=== Exercise passage ===
Again, as in vv. 4–5, Peter appears to be driving home the point that God’s holy community is an honoured community, and should therefore be an honourable one. The church is honoured to be the recipients of God’s grace to see the glory of the rejected stone (v. 7). Church members are, in fact, the graced and holy community that is built upon the chief cornerstone, just as Jesus predicted (Matthew 21:42). It is indeed “marvellous in their eyes.”

However, those who do not grasp the glory of Jesus Christ, who refuse to taste and see that he is good/gracious, will stumble over the stone of Jesus Christ (v. 8).

The cornerstone of an ancient building was a massive stone from which the rest of the building would need to align. The irony of the picture is that this cornerstone, which is so big that it seems impossible to not notice, is in fact that over which some stumble and trip. Peter is saying that, though the glory of Jesus Christ and the gospel are so clearly visible and appreciated by believers, yet those who “stumble because they disobey the word” just can’t see it. And their present unbelief, while so ludicrous to Christians, is in line with what God has “destined.” Is Peter thinking primarily of Jewish unbelievers? Perhaps (see Romans 11:1–10, 25), though this truth applies to all who do not believe.
===
- [Brief 1] Reproduce word for word the portion of the cornerstone commentary running from "Again, as in" down to "Christ (v. 8).".
- [Brief 2] Write the next part of the cornerstone commentary, picking up after its final sentence.
=== Record set ===
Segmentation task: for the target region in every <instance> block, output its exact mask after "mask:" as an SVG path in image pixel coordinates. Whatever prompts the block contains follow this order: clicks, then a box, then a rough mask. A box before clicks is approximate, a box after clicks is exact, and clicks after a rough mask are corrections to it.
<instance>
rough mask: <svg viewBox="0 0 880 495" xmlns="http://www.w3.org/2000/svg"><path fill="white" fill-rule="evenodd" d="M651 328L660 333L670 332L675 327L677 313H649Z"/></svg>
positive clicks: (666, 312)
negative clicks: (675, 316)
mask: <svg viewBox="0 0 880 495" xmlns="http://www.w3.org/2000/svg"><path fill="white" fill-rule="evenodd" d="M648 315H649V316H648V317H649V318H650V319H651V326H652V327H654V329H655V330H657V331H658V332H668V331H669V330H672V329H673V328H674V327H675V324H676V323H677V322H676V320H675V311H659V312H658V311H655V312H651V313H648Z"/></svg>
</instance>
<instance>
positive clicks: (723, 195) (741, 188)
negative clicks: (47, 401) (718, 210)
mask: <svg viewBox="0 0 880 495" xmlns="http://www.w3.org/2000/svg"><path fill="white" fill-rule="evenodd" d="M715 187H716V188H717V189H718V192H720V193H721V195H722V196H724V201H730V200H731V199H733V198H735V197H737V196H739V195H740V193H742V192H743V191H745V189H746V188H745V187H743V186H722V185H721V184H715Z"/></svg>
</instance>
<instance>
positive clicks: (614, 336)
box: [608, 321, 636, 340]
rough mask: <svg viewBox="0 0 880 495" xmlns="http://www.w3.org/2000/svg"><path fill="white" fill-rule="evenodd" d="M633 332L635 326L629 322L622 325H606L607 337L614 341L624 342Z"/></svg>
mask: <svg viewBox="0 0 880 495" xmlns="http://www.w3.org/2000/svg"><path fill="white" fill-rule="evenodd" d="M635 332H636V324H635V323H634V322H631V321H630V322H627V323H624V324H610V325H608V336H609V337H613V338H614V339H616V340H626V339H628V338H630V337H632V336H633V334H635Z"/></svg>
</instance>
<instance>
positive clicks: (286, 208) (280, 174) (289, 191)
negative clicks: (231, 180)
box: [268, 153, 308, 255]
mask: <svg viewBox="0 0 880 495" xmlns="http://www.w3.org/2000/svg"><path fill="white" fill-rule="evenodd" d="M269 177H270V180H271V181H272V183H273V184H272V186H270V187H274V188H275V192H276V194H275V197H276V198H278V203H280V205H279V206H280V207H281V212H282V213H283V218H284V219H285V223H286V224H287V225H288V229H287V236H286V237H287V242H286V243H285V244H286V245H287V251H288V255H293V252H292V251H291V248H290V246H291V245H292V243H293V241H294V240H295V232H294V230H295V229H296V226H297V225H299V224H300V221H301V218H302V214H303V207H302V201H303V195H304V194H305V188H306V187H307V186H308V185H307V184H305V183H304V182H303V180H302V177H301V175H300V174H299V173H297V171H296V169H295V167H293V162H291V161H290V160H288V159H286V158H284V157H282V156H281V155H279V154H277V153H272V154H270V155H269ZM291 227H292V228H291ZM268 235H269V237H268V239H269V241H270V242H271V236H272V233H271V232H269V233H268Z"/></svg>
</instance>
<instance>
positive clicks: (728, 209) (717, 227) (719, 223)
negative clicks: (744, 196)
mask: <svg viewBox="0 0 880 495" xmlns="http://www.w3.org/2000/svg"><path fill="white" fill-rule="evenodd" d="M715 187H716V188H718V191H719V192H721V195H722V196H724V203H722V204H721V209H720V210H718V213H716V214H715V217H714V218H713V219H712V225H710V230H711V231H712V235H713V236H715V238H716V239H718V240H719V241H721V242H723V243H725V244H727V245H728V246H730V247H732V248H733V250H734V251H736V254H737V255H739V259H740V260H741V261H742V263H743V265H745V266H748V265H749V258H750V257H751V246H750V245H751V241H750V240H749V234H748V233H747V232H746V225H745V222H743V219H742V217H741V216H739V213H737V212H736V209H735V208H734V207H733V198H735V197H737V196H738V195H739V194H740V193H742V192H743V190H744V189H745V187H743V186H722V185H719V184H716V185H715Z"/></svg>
===
- [Exercise result 1]
Again, as in vv. 4–5, Peter appears to be driving home the point that God’s holy community is an honoured community, and should therefore be an honourable one. The church is honoured to be the recipients of God’s grace to see the glory of the rejected stone (v. 7). Church members are, in fact, the graced and holy community that is built upon the chief cornerstone, just as Jesus predicted (Matthew 21:42). It is indeed “marvellous in their eyes.”

However, those who do not grasp the glory of Jesus Christ, who refuse to taste and see that he is good/gracious, will stumble over the stone of Jesus Christ (v. 8).

- [Exercise result 2]
The present tense implies that their current disobedience was destined without commenting on their final condition. Peter’s point is that those who were disobedient were presently “destined” to be so. Perhaps God had chosen them for salvation, but the time was not yet according to his timetable. We should never assume that because one is lost today they will be lost tomorrow. Keep praying, keep proclaiming, and keep persuading as you have opportunity. This brings us to our last point.

A Community that is Speaking Out

The faithful local church is a community that speaks out: “But you are a chosen race, a royal priesthood, a holy nation, a people for his own possession, that you may proclaim the excellencies of him who called you out of darkness into his marvellous light. Once you were not a people, but now you are God’s people; once you had not received mercy, but now you have received mercy” (1 Peter 2:9–10).

Peter continues to highlight the contrast between the holy community and the unbelievers surrounding them. The “but” in v. 9 makes this clear: “But, whereas they have stumbled into dishonour, you have been placed in a position of honour.”

In describing the immense privileges God has bestowed upon believers, which will encourage them to persevere amid persecution, he alludes to Exodus 19:5–6.

In that passage, the people of Israel, having only recently been delivered from Egypt, were at Mount Sinai. God called Moses to meet with him. The Lord reminded Moses of his grace in bearing the nation on eagles’ wings, bringing them to himself. In other words, they had been drawn near to God by his grace (19:3–4).

Yahweh then spoke covenantally with if/then language. If Israel remained near, and if they remained faithful to “obey my voice and keep my covenant,” then God would make them his “treasured possession among all peoples … and you shall be to me a kingdom of priests and a holy nation.” Peter uses similar language here. He is saying that the new covenant church is the fulfilment of God’s promises to Israel.

The church does not replace Israel, but God’s promises to Israel are fulfilled in the new covenant church. This is one reason Peter (with Paul) often quoted from Isaiah. As Grudem puts it, new covenant believers are “a new ‘people of God’ who have come to possess all the blessings of Old Testament Israel but in far greater measure.” This passage could not make this any clearer.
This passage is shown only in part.